-- INPUT RECORDS --
########

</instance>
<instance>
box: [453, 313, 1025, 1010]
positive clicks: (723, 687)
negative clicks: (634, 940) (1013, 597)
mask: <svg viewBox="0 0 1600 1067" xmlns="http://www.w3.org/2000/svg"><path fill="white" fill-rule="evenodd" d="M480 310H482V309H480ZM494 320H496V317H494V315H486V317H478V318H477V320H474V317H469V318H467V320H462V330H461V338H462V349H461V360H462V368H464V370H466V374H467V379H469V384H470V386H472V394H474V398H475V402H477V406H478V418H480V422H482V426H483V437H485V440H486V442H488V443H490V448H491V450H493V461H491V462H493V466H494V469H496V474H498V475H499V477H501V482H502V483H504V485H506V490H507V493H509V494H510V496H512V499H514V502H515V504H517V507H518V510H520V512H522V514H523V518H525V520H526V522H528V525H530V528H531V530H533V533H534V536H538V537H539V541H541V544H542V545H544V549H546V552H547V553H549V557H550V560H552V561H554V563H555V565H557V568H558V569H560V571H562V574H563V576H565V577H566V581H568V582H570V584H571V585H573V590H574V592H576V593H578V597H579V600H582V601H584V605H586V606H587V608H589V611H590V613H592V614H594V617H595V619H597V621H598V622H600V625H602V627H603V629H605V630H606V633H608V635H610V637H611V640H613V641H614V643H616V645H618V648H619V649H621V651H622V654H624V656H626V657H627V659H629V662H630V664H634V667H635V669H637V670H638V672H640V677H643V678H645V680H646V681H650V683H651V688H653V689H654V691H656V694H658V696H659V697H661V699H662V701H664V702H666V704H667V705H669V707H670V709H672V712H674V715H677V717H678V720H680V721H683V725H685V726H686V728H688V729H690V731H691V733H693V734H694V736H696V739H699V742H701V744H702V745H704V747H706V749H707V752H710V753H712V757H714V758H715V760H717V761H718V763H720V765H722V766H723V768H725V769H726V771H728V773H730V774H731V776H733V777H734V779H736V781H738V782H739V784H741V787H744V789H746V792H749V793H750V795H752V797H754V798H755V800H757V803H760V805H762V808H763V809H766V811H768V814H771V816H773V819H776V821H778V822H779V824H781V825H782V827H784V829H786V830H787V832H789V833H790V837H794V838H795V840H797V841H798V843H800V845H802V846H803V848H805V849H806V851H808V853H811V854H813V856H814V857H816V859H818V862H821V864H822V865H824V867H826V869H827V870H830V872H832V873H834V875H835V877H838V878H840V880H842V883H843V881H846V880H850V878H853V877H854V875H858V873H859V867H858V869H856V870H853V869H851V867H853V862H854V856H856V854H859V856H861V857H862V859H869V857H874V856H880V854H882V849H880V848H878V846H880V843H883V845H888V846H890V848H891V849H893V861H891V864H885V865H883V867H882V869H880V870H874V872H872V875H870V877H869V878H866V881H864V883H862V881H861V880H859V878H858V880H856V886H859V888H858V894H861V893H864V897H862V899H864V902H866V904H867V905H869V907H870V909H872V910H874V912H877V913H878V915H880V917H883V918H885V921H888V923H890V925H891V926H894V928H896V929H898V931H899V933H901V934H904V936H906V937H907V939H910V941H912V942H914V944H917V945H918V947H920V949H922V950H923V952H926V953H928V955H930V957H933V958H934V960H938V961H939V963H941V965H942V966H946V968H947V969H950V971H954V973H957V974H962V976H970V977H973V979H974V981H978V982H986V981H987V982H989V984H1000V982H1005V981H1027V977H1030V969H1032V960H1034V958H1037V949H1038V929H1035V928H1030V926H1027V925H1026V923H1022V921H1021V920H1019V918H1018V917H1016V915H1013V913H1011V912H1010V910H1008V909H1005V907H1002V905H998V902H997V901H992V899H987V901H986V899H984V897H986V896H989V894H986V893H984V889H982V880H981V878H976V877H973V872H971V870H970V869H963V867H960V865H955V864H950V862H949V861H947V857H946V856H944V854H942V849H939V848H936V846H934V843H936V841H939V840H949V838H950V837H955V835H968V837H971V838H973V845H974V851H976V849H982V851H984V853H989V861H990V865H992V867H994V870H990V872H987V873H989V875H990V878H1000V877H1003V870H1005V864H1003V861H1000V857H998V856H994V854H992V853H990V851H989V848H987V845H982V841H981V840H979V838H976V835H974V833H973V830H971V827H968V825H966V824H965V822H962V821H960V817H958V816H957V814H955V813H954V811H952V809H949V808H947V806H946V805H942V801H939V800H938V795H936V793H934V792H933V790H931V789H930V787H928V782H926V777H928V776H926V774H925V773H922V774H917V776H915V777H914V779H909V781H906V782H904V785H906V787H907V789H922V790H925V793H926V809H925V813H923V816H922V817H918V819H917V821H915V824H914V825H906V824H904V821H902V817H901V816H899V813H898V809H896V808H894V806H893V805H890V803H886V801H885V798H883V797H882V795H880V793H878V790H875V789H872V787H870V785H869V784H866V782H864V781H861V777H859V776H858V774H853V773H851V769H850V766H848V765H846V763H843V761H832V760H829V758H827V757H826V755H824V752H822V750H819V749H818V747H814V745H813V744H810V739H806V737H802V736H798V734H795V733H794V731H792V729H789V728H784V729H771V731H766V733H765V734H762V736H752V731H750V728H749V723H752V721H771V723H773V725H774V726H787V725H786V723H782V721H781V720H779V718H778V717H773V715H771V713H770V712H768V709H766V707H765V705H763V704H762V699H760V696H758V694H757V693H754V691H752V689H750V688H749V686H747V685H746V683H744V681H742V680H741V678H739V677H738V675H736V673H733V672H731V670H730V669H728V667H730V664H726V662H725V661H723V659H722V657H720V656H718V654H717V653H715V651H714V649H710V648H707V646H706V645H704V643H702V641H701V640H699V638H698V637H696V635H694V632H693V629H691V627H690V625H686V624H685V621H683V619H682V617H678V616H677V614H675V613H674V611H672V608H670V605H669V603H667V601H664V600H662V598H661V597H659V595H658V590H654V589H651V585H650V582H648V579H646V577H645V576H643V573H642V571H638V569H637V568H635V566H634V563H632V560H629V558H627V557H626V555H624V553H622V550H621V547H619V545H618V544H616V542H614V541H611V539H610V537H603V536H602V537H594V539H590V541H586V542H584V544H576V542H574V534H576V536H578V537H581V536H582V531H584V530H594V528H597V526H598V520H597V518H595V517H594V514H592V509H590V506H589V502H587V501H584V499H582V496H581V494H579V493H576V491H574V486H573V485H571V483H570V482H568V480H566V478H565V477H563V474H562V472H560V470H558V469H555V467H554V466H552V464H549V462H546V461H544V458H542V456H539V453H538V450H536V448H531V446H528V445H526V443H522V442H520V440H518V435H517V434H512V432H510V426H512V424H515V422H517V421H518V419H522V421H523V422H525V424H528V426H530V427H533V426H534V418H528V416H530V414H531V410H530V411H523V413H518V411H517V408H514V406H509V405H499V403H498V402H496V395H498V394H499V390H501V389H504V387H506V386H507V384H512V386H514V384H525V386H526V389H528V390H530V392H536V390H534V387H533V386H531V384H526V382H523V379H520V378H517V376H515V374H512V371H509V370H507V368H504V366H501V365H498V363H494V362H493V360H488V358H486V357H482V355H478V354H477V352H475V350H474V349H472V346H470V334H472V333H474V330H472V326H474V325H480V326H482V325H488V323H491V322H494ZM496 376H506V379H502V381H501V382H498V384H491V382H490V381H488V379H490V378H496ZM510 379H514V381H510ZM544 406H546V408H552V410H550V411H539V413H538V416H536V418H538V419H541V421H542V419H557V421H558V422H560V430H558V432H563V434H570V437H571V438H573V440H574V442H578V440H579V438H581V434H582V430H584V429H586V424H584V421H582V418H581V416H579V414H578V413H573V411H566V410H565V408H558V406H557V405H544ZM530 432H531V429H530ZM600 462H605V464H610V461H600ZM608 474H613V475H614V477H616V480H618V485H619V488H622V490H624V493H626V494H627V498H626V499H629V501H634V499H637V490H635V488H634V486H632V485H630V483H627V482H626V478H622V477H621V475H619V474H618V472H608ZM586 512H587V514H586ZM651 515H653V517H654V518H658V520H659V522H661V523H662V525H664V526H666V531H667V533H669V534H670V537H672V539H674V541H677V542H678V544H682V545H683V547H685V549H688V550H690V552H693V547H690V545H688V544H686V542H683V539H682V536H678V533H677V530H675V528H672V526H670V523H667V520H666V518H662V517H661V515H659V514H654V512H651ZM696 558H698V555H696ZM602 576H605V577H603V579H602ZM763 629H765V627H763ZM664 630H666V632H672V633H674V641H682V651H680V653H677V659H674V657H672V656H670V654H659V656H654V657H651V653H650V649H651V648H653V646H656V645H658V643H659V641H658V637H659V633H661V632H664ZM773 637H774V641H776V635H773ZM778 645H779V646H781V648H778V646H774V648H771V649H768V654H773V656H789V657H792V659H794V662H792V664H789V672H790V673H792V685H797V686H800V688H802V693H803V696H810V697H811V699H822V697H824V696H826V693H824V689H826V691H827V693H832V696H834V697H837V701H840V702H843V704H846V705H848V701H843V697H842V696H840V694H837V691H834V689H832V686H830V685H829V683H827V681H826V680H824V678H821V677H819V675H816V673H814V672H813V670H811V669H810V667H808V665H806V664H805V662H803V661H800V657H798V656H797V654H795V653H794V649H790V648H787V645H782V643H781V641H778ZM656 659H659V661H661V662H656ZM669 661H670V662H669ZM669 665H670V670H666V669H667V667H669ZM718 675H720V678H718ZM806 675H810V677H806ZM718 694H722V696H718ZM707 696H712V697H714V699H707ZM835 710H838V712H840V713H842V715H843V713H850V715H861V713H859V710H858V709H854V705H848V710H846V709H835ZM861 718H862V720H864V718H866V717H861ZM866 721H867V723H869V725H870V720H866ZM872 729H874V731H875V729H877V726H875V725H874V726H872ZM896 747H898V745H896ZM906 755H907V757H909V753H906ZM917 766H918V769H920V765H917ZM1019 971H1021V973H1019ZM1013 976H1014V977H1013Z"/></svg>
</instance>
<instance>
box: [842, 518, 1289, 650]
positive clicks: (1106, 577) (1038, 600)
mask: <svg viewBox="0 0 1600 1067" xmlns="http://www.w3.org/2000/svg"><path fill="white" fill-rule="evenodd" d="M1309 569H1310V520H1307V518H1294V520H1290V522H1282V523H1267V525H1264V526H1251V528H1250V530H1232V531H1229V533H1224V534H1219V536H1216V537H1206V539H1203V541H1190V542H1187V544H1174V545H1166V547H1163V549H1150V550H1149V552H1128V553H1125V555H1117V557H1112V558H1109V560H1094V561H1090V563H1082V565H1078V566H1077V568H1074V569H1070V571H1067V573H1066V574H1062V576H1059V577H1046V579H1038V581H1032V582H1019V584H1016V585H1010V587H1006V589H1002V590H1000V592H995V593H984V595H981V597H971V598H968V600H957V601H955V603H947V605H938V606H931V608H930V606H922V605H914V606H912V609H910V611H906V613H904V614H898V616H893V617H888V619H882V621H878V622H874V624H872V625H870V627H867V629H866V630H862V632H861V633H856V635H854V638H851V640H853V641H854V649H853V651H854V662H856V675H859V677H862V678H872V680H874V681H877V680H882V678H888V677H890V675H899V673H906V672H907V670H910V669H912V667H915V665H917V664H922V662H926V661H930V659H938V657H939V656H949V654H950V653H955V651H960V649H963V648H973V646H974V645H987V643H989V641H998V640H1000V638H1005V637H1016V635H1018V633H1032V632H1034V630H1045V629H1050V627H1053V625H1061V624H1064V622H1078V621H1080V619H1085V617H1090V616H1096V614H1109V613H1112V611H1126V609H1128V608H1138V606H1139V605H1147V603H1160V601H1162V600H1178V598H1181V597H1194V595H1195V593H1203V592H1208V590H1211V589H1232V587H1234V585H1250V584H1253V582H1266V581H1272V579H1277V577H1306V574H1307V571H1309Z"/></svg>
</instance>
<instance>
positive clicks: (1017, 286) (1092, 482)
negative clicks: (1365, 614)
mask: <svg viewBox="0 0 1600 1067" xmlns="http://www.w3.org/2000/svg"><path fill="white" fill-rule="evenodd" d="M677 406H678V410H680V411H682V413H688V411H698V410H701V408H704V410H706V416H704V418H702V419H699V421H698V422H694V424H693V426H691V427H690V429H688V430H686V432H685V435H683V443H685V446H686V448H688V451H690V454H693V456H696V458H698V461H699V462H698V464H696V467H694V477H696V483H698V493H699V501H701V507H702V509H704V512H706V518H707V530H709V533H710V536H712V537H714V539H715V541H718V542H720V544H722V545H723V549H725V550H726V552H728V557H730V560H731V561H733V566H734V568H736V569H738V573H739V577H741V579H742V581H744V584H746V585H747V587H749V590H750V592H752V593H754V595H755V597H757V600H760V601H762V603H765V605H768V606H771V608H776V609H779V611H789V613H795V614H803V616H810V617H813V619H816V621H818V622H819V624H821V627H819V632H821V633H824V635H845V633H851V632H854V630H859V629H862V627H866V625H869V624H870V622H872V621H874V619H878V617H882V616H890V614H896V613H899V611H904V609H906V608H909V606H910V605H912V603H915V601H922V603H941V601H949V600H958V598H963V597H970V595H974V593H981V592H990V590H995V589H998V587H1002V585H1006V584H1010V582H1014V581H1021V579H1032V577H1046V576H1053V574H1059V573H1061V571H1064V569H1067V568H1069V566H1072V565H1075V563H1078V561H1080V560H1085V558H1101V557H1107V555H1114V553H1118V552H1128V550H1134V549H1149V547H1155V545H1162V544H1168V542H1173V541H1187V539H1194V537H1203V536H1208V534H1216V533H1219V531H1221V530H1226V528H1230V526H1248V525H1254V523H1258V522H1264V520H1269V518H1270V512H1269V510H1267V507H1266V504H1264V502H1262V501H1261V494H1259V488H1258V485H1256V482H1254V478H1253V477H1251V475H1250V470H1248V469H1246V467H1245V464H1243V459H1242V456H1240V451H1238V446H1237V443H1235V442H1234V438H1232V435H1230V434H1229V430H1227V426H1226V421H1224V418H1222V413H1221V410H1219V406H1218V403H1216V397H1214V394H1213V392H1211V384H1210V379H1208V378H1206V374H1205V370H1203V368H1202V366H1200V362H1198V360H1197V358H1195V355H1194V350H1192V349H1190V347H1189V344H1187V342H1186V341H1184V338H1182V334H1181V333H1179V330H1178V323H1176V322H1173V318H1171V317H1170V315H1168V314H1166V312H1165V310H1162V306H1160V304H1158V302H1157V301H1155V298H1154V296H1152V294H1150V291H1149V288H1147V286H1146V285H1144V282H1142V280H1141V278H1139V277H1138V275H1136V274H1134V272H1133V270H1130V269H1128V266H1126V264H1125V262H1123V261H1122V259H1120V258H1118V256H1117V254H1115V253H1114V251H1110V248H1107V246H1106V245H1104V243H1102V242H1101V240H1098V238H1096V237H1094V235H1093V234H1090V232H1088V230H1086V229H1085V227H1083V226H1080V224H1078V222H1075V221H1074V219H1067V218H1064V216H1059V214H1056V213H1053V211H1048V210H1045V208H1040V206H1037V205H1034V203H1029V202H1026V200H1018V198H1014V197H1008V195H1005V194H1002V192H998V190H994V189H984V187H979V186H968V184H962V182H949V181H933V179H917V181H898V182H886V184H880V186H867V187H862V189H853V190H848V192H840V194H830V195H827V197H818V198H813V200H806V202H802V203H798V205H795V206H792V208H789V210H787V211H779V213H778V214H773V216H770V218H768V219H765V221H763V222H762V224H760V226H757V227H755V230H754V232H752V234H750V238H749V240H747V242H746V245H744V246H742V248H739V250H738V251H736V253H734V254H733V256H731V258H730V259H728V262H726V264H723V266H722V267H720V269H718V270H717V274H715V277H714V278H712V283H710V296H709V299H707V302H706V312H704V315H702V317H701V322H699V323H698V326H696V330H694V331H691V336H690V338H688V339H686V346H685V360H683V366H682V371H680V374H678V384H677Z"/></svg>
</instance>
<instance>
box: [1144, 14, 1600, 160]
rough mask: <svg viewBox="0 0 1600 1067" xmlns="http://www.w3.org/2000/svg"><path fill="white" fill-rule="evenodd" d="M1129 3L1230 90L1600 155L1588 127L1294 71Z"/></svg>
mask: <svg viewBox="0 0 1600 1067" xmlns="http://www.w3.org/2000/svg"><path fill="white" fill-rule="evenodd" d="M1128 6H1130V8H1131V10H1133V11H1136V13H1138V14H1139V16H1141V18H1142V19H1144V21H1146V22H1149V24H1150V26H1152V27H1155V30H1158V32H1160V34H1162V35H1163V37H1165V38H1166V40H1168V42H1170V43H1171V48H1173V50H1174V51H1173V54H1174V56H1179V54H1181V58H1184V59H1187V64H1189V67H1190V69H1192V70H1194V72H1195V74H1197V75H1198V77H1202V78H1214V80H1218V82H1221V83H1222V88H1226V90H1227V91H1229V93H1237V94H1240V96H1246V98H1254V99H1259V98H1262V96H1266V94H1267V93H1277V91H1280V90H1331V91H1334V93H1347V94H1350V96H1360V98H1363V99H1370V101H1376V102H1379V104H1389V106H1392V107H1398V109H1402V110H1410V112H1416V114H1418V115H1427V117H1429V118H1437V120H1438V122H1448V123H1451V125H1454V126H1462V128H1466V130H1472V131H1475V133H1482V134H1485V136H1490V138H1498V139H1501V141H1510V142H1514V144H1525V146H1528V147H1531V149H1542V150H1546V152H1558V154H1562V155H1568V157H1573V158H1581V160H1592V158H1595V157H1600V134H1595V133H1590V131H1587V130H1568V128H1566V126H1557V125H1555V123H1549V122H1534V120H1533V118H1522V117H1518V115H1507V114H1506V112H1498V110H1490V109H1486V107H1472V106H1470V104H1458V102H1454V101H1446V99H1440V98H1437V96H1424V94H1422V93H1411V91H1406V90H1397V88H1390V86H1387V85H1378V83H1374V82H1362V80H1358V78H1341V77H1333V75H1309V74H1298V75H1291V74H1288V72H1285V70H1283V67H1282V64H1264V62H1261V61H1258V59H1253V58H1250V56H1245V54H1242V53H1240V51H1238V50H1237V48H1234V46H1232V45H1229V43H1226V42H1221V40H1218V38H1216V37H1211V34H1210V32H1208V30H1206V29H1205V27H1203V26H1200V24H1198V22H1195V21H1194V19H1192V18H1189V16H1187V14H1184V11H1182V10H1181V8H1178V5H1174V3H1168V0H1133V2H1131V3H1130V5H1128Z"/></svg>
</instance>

########

-- GOAL OF THE EXERCISE --
Reproduce everything from the start of the listing above down to the line containing "negative clicks: (634, 940) (1013, 597)", including that line.

-- ANSWER BELOW --
</instance>
<instance>
box: [453, 313, 1025, 1010]
positive clicks: (723, 687)
negative clicks: (634, 940) (1013, 597)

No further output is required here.